(Photo-based referring expression data)
--------------------------------------------------

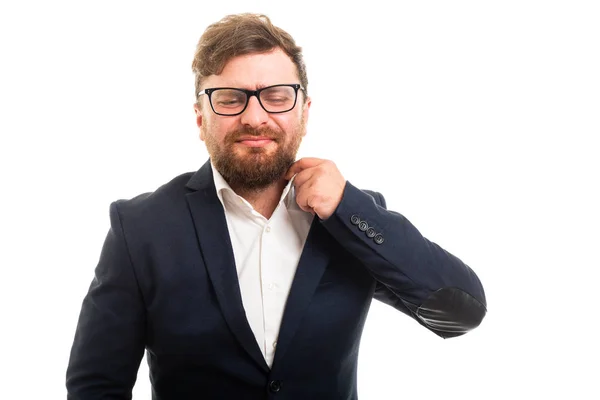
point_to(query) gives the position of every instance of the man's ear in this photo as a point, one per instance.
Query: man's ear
(199, 120)
(305, 109)
(198, 113)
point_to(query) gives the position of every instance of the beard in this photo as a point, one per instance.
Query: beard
(254, 168)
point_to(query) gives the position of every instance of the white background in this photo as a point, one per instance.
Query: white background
(477, 120)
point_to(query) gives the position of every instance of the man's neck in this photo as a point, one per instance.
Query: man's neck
(264, 201)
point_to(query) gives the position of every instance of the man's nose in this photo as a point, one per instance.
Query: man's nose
(254, 115)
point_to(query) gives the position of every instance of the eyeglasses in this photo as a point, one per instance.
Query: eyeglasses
(232, 101)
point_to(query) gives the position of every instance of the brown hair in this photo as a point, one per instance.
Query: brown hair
(241, 34)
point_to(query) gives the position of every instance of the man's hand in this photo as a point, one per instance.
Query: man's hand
(319, 185)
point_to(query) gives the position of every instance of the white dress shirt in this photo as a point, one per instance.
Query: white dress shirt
(266, 254)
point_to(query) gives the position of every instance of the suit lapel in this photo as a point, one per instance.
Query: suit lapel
(213, 237)
(312, 264)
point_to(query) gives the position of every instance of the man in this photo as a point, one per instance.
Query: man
(252, 277)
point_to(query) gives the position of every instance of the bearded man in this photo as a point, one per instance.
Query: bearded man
(252, 277)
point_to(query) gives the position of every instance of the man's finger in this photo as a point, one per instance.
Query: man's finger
(302, 164)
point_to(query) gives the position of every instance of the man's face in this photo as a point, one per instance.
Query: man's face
(231, 141)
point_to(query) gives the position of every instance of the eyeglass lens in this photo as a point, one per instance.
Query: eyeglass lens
(274, 99)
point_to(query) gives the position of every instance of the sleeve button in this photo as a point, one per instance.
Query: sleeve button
(275, 386)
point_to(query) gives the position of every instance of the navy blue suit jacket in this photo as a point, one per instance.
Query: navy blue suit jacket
(166, 282)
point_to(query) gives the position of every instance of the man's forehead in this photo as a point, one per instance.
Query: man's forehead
(255, 71)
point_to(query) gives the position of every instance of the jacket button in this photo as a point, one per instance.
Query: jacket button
(275, 386)
(363, 226)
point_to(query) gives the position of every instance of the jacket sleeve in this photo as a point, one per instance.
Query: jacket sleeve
(110, 337)
(413, 275)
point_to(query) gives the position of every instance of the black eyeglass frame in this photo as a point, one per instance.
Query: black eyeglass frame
(250, 93)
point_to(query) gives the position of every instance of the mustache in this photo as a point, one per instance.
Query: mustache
(236, 135)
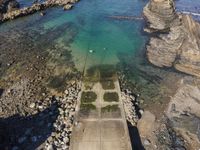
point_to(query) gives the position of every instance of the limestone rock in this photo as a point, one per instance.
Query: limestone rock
(146, 124)
(179, 47)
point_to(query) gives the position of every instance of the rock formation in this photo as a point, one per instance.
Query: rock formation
(7, 6)
(12, 14)
(179, 44)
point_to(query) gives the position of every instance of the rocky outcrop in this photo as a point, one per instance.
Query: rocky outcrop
(8, 5)
(67, 4)
(179, 45)
(160, 14)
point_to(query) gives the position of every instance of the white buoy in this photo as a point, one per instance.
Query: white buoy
(91, 51)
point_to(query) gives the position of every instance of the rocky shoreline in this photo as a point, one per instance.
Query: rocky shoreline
(174, 42)
(179, 45)
(16, 12)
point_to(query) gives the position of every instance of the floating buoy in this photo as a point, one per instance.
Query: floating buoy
(91, 51)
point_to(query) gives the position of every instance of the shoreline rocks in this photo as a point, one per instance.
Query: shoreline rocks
(67, 4)
(177, 43)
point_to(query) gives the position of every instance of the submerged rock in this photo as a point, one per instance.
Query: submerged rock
(179, 46)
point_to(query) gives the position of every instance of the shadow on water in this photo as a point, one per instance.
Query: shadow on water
(17, 132)
(135, 137)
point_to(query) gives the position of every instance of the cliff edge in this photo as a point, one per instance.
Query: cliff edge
(177, 43)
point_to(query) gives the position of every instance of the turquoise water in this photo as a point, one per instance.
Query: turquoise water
(93, 29)
(97, 32)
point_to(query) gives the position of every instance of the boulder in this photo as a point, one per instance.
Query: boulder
(179, 46)
(146, 124)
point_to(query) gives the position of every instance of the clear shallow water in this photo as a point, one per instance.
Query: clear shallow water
(88, 26)
(189, 6)
(92, 29)
(96, 31)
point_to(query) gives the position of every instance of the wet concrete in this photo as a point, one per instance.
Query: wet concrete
(101, 128)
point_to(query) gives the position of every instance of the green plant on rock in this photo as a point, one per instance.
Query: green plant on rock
(111, 97)
(110, 108)
(88, 97)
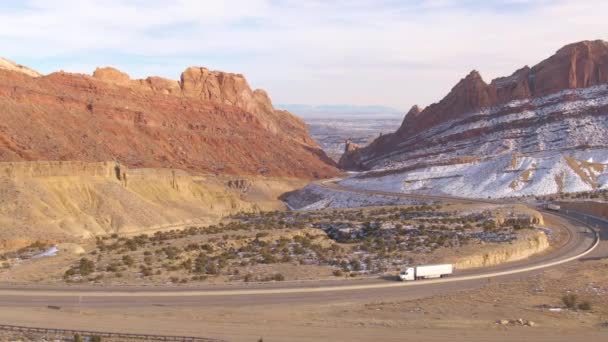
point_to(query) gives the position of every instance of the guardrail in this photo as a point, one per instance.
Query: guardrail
(88, 333)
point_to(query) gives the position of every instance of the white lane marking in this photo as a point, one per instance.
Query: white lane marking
(202, 293)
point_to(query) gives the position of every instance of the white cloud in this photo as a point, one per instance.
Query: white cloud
(360, 51)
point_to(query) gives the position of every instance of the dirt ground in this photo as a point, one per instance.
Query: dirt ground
(469, 315)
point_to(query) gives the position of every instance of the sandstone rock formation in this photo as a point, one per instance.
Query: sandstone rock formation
(209, 121)
(578, 65)
(6, 64)
(67, 200)
(543, 129)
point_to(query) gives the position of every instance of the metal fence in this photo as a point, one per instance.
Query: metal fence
(88, 333)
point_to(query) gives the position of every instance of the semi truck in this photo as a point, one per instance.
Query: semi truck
(426, 272)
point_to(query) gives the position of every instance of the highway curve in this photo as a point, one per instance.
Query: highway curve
(582, 242)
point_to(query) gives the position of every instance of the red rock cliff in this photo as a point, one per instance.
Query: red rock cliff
(209, 121)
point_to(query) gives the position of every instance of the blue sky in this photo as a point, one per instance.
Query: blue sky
(373, 52)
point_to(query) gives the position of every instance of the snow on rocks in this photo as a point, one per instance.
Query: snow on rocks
(315, 197)
(541, 173)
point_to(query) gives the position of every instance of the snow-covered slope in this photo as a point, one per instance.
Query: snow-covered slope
(507, 175)
(540, 131)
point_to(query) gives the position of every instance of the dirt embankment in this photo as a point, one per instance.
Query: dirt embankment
(529, 242)
(595, 208)
(61, 201)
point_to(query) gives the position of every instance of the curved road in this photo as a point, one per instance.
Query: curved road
(582, 242)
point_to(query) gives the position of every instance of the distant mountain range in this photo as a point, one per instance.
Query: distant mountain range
(339, 111)
(207, 122)
(542, 130)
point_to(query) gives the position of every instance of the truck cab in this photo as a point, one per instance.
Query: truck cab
(408, 274)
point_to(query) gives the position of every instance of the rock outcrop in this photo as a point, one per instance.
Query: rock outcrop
(209, 121)
(552, 119)
(65, 201)
(6, 64)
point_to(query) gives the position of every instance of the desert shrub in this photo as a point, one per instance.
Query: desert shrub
(569, 300)
(128, 260)
(585, 305)
(86, 267)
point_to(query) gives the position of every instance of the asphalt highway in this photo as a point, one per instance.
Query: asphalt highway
(583, 242)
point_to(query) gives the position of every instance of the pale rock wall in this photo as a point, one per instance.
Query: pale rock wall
(530, 242)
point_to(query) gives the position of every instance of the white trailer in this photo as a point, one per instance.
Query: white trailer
(426, 272)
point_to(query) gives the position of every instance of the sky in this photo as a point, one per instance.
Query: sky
(357, 52)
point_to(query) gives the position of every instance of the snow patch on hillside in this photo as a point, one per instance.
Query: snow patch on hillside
(506, 175)
(314, 197)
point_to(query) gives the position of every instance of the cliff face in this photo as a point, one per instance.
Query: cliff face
(541, 130)
(67, 200)
(208, 121)
(575, 66)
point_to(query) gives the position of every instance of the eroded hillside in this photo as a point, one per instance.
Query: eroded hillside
(207, 122)
(542, 130)
(66, 201)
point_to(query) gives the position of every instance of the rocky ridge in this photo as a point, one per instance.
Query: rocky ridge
(541, 130)
(208, 121)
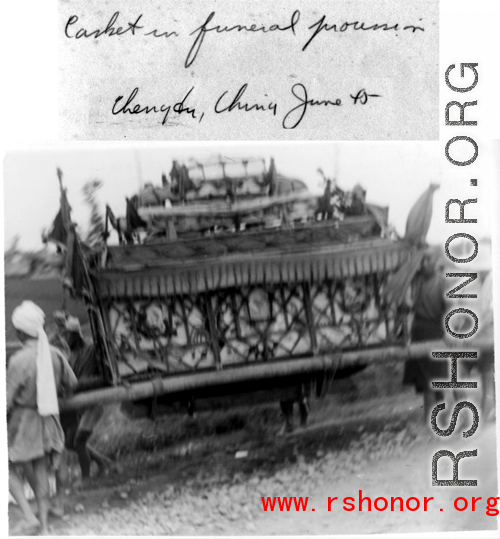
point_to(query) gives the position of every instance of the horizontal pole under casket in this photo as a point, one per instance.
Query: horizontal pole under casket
(184, 383)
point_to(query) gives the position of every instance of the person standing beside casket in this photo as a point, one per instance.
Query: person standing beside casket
(79, 425)
(36, 376)
(429, 310)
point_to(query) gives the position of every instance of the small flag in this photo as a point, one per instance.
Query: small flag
(134, 220)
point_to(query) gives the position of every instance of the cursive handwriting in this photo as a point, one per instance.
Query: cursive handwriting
(202, 30)
(110, 29)
(295, 115)
(179, 108)
(74, 30)
(321, 25)
(236, 103)
(228, 102)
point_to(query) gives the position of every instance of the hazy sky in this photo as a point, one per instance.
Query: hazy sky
(394, 175)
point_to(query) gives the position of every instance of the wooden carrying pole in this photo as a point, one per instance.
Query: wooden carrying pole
(189, 382)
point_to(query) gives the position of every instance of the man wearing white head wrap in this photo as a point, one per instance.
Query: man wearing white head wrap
(36, 375)
(30, 319)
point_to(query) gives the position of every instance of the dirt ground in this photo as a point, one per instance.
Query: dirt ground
(211, 483)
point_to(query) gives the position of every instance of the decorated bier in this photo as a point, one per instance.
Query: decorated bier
(247, 280)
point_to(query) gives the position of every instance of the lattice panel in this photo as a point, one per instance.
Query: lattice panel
(254, 324)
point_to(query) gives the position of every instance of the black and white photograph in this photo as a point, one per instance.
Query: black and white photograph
(242, 339)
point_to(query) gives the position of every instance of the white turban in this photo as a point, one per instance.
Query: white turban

--------------------------------------------------

[Exercise prompt] Only the lines from the one containing "the white turban" through the end of the data above are wanted, both ends included; restate them word for word.

[Task result]
point_to(query) gives the position of every instance of the white turban in this photo as a point, one per instance.
Query: white turban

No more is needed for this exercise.